Breakfast: Muesli (overnight soaked oats) with blueberries, peanut butter, & cinnamon + 1/2 frozen banana dipped in carob powder (Frozen bananas are officially my new favorite non-indulgent treat!  Frozen watermelon and grapes are run-up contenders, however.)

Lunch: Turkey sandwich on white “peasant” bread with butter, lettuce, & spinach + corn chips with hot & chunky salsa + 1 banana with peanut butter

Supper: Grilled (cheddar) cheese with tomatoes & cucumber sandwich on spelt/brown rice bread + tater tots + corn on the cob + yogurt with strawberries and carob powder (this stuff is really starting to grow on me!  I still prefer chocolate though…)

Late night snack: Salted popcorn popped in coconut oil + carob coconut milk (Mmmm…fat.)

Lessons Learned:  I have to admit that this diet was kind of a nice break for me.  Don’t get me wrong.  I missed chocolate on my s’mores and beans in my rice, and I wouldn’t want to have to follow these restrictions long term.  Similar to the fructose malabsorption diet, I had to keep a constant mental tally as to how many servings of moderate copper-containing foods I had eaten on any given day.  Let’s see…I had peanut butter with my breakfast and spinach & potatoes during lunch, so I can have how many peas with my dinner?  Ugh!  On the other hand: most meat, dairy, sugar, and refined grains were allowed in unlimited amounts.  I don’t enjoy feeling like garbage, and generally a diet high in all of these things can help guarantee such a fate.  However, because I’ve been so restricted for so long, eating (almost) whatever the hell I wanted (without reading ingredient labels!) was just the release I needed to carry me through the rest of the experiment.  I got to gorge myself at the annual summer Street Fair with the masses.  I had my first ever funnel cake while on a “special” diet.  Some people could never wrap their brains around such a concept.  Even though it’s irrelevant to the premise of the experiment, I know some of you are just dying to know if I gained weight this month.  My response?…

Well duh! :-p

And now for something entirely different…

The Locavore Diet:

During WWII, families were encouraged to grow “Victory Gardens” in an effort to offset labor & transportation shortages.  Growing your own produce was considered a patriotic tribute.  My grandparents still have a pantry in their basement where old jars of canned pickles and beets reside.  Unfortunately, during these modern times, the distance food travels from farm to plate is steadily escalating.  Estimates suggest most processed food travels an average of 1300 miles while produce may be lugged about 1500 miles before that lettuce makes it to your salad.  Eating locally makes sense for a number of reasons:

#1.  Locally produced food tends to be healthier – The moment a fruit or vegetable is severed from its vine, it starts losing vitamins and minerals.  Generally speaking,  there’s no contest between the nutritional density of a ripe fresh picked tomato versus one that has been picked while still green, shipped hundreds of miles, & then stored in the refrigerator.  Some studies have even found well-traveled supermarket oranges to be completely VOID of vitamin C!  Yikes!

■ Source data ■

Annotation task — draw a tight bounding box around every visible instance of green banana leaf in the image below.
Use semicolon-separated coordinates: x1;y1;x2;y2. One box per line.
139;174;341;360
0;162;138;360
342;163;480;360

■ Task 1 ■
In the diet blog post, why does the writer call the copper-restricted diet a nice break? Answer in one to three sentences.
■ Task 2 ■
Answer these questions from the diet blog post.
(a) What was the frozen banana at breakfast dipped in?
(b) What was the late-night popcorn popped in?
(c) On average, how far does most processed food travel, according to the estimates cited?
■ Task 3 ■
Rewrite the paragraph of the diet blog post that begins "During WWII, families were encouraged" as a short list, keeping its main facts.

■ Full solution 1 ■
Most meat, dairy, sugar, and refined grains were allowed in unlimited amounts. After being restricted for so long, the writer could eat almost anything without reading ingredient labels. That release was what carried the writer through the rest of the experiment.

■ Full solution 2 ■
(a) Carob powder.
(b) Coconut oil.
(c) About 1300 miles.

■ Full solution 3 ■
- During WWII, families were encouraged to grow "Victory Gardens" to offset labor and transportation shortages.
- Growing your own produce was considered a patriotic tribute.
- The writer's grandparents still keep old jars of canned pickles and beets in a basement pantry.
- Today, the distance food travels from farm to plate is steadily increasing.
- Estimates suggest that most processed food travels an average of 1300 miles and produce about 1500 miles.
- Eating locally makes sense for a number of reasons.